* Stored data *
========================================
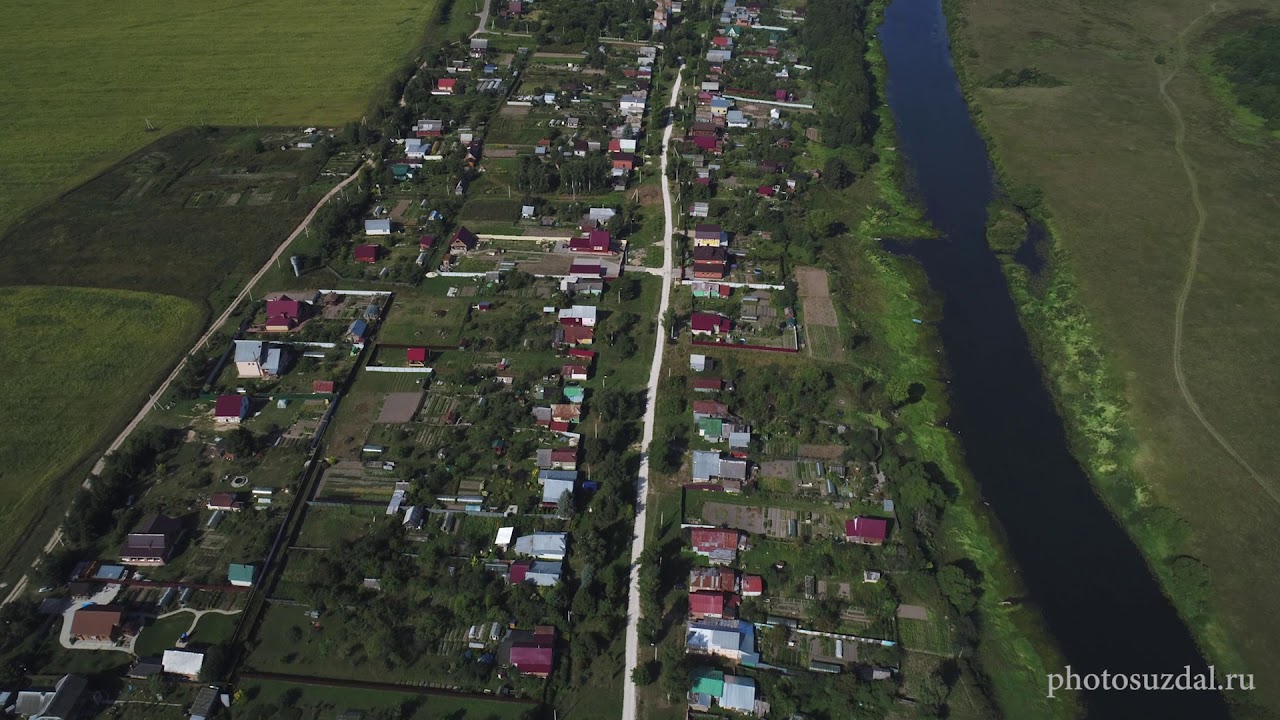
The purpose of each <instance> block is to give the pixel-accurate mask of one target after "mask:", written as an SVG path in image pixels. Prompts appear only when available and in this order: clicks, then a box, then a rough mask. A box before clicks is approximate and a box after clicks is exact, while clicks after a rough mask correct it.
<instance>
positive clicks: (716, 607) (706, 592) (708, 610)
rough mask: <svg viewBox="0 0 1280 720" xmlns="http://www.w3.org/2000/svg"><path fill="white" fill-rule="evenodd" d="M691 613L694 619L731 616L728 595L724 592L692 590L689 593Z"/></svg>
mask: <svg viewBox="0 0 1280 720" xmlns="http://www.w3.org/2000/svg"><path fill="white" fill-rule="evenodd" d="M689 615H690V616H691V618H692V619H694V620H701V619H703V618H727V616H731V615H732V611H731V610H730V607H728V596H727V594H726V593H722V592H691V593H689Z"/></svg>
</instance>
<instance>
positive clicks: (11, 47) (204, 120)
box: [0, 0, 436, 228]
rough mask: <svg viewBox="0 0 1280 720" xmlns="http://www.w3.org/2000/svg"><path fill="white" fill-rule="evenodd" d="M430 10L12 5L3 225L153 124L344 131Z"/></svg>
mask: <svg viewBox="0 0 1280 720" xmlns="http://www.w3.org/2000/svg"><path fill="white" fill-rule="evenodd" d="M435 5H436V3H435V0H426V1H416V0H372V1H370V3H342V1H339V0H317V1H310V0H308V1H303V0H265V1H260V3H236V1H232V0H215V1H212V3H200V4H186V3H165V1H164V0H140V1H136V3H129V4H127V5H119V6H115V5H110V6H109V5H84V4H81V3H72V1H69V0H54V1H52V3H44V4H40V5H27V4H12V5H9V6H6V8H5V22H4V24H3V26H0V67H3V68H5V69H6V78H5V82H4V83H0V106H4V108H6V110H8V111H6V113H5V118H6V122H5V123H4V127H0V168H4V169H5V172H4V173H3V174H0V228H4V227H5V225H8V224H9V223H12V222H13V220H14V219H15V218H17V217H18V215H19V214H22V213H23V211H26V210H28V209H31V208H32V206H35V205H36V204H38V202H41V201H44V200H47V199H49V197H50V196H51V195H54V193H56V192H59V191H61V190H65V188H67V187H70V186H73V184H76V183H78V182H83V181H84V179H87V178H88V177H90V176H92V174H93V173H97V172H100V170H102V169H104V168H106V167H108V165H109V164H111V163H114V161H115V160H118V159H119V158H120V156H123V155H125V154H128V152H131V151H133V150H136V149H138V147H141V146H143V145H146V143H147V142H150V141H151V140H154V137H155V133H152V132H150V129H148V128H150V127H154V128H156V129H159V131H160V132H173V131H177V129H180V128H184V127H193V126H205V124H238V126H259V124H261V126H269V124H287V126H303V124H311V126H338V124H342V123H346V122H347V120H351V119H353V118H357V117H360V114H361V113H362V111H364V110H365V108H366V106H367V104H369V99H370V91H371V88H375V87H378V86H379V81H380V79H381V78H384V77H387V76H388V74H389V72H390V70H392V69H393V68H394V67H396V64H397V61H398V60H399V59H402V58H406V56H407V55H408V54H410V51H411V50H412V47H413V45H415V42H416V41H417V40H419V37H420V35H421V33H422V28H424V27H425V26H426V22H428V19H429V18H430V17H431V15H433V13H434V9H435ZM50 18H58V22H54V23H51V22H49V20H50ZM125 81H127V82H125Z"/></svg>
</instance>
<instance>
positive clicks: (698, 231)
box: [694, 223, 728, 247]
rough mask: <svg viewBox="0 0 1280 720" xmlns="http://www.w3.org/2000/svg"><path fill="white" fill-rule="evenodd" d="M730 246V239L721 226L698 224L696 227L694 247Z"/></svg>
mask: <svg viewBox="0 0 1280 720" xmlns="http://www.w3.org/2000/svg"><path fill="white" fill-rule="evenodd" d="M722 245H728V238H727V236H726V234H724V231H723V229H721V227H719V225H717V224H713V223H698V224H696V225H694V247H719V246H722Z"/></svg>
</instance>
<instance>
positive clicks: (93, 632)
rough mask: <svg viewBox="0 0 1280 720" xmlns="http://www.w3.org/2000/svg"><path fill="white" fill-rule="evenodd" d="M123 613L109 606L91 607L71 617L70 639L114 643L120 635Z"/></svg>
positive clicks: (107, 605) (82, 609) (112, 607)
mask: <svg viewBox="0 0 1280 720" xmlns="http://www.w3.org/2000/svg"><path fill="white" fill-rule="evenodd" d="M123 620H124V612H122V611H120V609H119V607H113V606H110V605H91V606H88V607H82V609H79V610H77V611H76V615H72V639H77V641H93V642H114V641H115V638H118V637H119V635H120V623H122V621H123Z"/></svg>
========================================
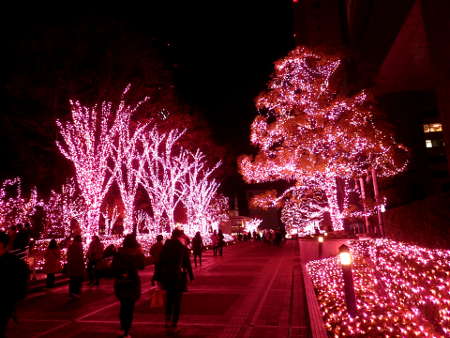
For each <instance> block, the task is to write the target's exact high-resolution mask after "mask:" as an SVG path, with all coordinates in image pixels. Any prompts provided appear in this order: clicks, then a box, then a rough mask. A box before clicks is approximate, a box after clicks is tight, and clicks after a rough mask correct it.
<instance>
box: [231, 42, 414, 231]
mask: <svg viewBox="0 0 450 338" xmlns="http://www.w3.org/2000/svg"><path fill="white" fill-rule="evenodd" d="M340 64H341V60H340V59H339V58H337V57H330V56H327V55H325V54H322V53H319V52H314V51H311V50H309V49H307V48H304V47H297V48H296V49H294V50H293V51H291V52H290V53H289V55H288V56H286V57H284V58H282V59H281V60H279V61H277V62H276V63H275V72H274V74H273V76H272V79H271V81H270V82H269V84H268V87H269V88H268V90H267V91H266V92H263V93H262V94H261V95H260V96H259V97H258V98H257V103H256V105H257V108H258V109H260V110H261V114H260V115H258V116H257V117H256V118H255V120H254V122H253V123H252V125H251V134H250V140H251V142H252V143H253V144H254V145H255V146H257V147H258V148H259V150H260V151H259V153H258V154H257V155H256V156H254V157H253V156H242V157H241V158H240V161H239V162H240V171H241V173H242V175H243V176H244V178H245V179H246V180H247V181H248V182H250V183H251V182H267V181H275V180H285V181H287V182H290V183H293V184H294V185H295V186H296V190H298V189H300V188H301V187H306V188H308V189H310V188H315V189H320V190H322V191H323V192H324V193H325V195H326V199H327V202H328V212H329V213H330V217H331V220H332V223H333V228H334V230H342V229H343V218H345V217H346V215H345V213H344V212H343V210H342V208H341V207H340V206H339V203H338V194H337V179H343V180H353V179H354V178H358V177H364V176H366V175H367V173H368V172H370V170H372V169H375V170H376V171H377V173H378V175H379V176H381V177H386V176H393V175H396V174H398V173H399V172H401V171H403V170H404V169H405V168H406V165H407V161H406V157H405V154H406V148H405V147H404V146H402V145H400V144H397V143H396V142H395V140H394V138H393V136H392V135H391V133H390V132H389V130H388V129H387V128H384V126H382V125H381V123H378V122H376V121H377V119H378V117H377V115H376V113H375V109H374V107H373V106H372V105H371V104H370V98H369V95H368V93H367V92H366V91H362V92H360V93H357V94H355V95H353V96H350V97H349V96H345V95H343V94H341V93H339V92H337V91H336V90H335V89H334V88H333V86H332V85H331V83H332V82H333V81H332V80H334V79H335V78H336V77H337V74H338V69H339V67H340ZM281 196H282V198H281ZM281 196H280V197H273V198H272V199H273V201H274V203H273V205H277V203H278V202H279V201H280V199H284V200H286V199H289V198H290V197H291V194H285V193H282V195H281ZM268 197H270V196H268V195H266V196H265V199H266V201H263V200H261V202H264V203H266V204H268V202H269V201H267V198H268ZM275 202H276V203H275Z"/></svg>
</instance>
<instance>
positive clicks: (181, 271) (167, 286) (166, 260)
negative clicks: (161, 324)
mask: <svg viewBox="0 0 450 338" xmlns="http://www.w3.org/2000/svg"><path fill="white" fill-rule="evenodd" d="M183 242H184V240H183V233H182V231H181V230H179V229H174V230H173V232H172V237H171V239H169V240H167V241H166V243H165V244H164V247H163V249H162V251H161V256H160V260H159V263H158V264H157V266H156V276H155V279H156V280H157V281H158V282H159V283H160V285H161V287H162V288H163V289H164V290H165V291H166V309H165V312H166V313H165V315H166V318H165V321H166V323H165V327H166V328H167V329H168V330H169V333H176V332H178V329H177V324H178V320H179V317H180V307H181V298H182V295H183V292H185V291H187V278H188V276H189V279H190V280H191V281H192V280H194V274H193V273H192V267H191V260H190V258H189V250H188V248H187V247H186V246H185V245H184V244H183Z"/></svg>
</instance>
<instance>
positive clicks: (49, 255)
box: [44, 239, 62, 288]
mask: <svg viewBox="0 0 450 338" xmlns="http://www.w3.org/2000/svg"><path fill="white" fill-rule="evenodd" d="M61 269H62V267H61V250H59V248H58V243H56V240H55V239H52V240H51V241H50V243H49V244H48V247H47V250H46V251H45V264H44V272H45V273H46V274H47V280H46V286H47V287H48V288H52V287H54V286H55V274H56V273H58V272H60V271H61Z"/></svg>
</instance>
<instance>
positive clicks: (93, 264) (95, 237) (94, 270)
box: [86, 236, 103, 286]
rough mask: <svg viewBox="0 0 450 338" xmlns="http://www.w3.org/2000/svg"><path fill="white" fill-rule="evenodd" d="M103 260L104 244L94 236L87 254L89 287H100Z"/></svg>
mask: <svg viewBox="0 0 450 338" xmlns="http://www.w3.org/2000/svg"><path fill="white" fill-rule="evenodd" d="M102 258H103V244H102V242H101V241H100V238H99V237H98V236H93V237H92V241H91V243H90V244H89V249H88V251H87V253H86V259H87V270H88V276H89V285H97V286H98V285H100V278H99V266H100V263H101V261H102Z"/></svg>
========================================
* What is required *
Scan the records above for the word "block". Copy each line that has it.

* Output of the exercise *
The purpose of each <instance> block is to give the pixel-accurate mask of one target after "mask:", written as an SVG path in image pixels. Prompts appear only when available and in this order: clicks, then a box, then a rough mask. A box before clicks is approximate and a box after clicks is exact, while clicks after a rough mask correct it.
For each <instance> block, the task is to write the target's exact high-resolution mask after "mask:" as an SVG path, with all coordinates in image pixels. Any prompts provided appear in this order: clicks, then a box, then a rough mask. A box before clicks is approximate, a box after clicks is tight, and clicks after a rough mask correct it.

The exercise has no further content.